TO BE DONE: Copy all of the data below with "largest circle" in place of every "biggest circle", keeping everything else the same.

— Start ITEMS —

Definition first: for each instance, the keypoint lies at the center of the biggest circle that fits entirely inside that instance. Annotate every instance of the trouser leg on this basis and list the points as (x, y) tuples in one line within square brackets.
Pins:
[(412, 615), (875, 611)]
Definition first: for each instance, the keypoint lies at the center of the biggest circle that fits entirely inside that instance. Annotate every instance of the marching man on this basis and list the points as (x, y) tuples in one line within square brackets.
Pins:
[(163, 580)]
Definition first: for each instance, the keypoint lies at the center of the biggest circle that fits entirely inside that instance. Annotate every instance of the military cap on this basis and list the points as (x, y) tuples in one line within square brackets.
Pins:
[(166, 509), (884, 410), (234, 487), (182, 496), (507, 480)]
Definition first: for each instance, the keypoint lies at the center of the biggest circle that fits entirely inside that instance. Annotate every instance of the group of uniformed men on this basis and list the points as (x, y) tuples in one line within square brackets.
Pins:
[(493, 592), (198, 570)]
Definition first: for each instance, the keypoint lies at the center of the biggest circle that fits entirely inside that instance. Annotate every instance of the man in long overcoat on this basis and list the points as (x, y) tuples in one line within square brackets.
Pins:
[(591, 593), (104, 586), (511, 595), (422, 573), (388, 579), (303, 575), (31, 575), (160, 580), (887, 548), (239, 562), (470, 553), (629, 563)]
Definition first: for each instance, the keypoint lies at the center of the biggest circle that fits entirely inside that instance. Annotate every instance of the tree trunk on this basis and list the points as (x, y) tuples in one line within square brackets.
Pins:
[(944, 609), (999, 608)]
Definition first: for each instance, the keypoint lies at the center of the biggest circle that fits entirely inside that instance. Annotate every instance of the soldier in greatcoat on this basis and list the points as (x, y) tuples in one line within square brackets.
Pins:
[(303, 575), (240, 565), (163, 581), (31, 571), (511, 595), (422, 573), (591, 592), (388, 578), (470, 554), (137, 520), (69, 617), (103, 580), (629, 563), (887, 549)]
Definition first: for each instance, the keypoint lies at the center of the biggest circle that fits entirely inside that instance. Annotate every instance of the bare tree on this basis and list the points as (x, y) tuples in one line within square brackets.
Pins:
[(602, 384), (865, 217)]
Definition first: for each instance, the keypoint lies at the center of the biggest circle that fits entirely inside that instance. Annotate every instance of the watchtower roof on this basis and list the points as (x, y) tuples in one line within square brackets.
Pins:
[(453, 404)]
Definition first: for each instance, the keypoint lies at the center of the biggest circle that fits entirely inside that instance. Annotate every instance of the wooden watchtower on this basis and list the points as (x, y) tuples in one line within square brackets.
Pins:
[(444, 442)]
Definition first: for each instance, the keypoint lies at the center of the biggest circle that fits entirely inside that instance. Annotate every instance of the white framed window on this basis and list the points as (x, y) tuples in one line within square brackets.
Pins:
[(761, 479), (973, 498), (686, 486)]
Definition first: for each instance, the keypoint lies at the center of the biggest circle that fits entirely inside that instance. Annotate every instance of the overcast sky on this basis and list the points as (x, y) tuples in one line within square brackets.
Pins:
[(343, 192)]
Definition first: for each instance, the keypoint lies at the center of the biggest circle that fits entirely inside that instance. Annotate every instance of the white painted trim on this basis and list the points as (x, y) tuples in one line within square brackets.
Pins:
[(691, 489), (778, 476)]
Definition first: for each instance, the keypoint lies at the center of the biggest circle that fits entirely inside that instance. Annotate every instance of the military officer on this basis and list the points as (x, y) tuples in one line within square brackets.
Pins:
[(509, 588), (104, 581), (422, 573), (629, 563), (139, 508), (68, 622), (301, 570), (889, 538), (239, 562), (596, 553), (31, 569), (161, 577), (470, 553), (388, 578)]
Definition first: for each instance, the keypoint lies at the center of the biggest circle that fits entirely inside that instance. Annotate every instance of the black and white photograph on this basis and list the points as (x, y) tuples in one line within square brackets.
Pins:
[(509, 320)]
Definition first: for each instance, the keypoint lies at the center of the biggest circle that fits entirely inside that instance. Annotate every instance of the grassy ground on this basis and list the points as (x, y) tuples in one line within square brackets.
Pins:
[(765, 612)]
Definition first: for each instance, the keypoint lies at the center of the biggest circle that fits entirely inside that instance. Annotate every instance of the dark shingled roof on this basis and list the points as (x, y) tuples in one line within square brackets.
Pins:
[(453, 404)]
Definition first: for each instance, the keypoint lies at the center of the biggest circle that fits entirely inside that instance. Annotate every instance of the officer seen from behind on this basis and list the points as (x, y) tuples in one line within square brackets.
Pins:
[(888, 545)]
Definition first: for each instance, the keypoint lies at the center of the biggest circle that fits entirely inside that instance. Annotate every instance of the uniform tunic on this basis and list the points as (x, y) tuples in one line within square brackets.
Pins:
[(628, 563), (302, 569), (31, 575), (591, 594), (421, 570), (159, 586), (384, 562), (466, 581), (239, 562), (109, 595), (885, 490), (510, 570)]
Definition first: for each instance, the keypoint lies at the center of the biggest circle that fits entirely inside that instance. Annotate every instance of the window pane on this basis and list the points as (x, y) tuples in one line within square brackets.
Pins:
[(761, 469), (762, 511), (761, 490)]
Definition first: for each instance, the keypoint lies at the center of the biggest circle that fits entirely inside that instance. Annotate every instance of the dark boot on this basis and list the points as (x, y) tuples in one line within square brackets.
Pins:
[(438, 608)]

— End ITEMS —

THE ANSWER:
Definition first: for each instance, the keypoint lies at the center of the largest circle that fits entirely inside that instance. Annotate every instance of the trouser leg on this basis and list the points as (x, y) tuples in one line within square brackets.
Pins:
[(412, 615), (875, 611)]
Definition first: for each instance, the keypoint lies at the center of the largest circle that fits entirely inside that instance. Annotate every instance of the marching man on this basis and list the points as (x, y) tuples in one line within square brackets.
Pins:
[(163, 580)]
Definition first: for each instance, the keypoint lies at the center of the largest circle that fits entirely inside that instance. Annotate every instance of the military cap on this basis and list the points as (x, y) tuples in one line within square brackets.
Pins:
[(166, 509), (884, 410), (234, 487), (182, 496), (507, 480)]
Definition first: for each instance, the keypoint lies at the center of the largest circle that fits entirely inside that instance. Annotate every instance of the group of uniformed men on this basis and list the points as (x, y) tuples in one line within square brackets.
Pins:
[(493, 592), (198, 570)]
Definition first: for each instance, the keypoint lies at the center of the largest circle that fits entirely inside that instance. Annotate every instance of the man in long overcoat on this basis and list the points as (x, y) tuples in one line within square brackets.
Pins:
[(591, 593), (104, 586), (511, 595), (422, 573), (388, 579), (303, 575), (31, 575), (160, 580), (887, 548), (239, 562), (470, 553), (629, 563)]
Definition first: for each instance, the keypoint lies at the center of the largest circle that fits entirely inside that instance. Annotate every instance of the tree trunk on this basis and list the points as (x, y) tuples in one line within square brackets.
Pins:
[(944, 609), (999, 608)]
Definition first: for each instance, the keypoint lies at the center of the largest circle that fits entirely inside that instance. Annotate every instance of the soldier in greatcoat on this basis and list the points as (x, y) tuples in one line within square brackets.
Pins:
[(303, 575), (240, 565), (163, 581), (31, 571), (511, 595), (422, 573), (591, 592), (388, 578), (470, 554), (137, 520), (69, 617), (103, 580), (629, 563), (887, 549)]
Definition first: for each instance, the keypoint lies at the center of the largest circle that fits entirely inside that instance. Annotate every instance of the bare tree on this basis and list the points as (x, y) tuples in one line within square brackets.
Pins:
[(602, 384), (865, 217)]
Definition first: for each instance, the keypoint lies at the center of the largest circle that fits entirely inside that instance. Annotate every instance of the watchtower roof on this basis and list the points as (x, y) tuples in one line within square brackets.
Pins:
[(453, 404)]
Definition first: for each instance, the keypoint lies at the center of the largest circle that fits entirely inside that instance. Annotate every instance of the wooden watchtower on this basis and list the points as (x, y) tuples in one line within square brackets.
Pins:
[(444, 442)]
Definition first: for each instance, the keypoint lies at the center of the largest circle that fits entirely inside that instance. Annotate every instance of the white framed window on this basis and list the points as (x, y) tuples in one line within square brackets.
Pins:
[(761, 479), (973, 498), (686, 486)]
Definition first: for each instance, the keypoint lies at the center of the largest circle that fits entirely inside that instance. Annotate every instance of the overcast sky on this basis and list the points as (x, y) tuples in one line within square brackets.
Pins:
[(343, 192)]
Definition first: for each instance, the keypoint lies at the center of the largest circle that fits entirely inside that instance. Annotate every instance of the white painted trim on this basis and list the points as (x, y) tuples in one line within square brackets.
Pins:
[(691, 489), (778, 476)]
Definition first: for each instance, the keypoint lies at the center of the largest circle that fits entirely inside that instance. Annotate every instance of the military officer on this basis and list the points as (x, y) tuples in one line within square brackets.
Pins:
[(509, 588), (104, 581), (422, 573), (629, 563), (139, 508), (68, 622), (301, 570), (889, 538), (239, 562), (596, 553), (31, 569), (161, 577), (470, 553), (388, 578)]
Definition first: for each instance, the keypoint lies at the center of the largest circle that fits entirely inside that instance. Annotate every instance of the black and white photograph on this basis and list the points as (x, y) tuples in one line within square brackets.
Pins:
[(509, 320)]
Definition first: for each instance, the keypoint lies at the center of the largest circle that fits entirely inside that instance. Annotate every instance of the grassy ground on this basis and list the points as (x, y) tuples in one line within square brackets.
Pins:
[(765, 612)]
Definition first: for each instance, the keypoint lies at the center of the largest circle that fits entirely inside that instance. Annotate every instance of the dark shingled roof on this basis and list the points as (x, y) tuples in one line within square brackets.
Pins:
[(453, 404)]
Definition first: for each instance, the keypoint lies at the center of the largest circle that fits entirely inside that instance. Annotate every instance of the officer seen from behind on this basis and list the points as (x, y) tuples in one line within square brackets.
Pins:
[(888, 545)]
Definition first: for each instance, the keypoint lies at the center of the largest circle that fits entirely inside that instance. Annotate every instance of the uniform tunic on this basis and list the points as (x, y) tuples in one line within square brackets.
Pins:
[(628, 563), (302, 569), (31, 575), (591, 594), (421, 570), (159, 586), (384, 562), (466, 581), (239, 562), (109, 595), (885, 490), (510, 570)]
Definition first: for each instance, the keypoint lies at the center of the largest circle that fits entirely inside that instance. Annotate every instance of the window pane on this basis and list the points as (x, y) tuples in one line within square brackets.
Pins:
[(761, 469), (762, 511), (761, 490)]
Definition first: for each instance, the keypoint lies at the center of the largest circle that fits entirely inside that instance. Annotate every instance of the dark boot on this basis and list the points as (x, y) tuples in one line within square brackets.
Pins:
[(438, 608)]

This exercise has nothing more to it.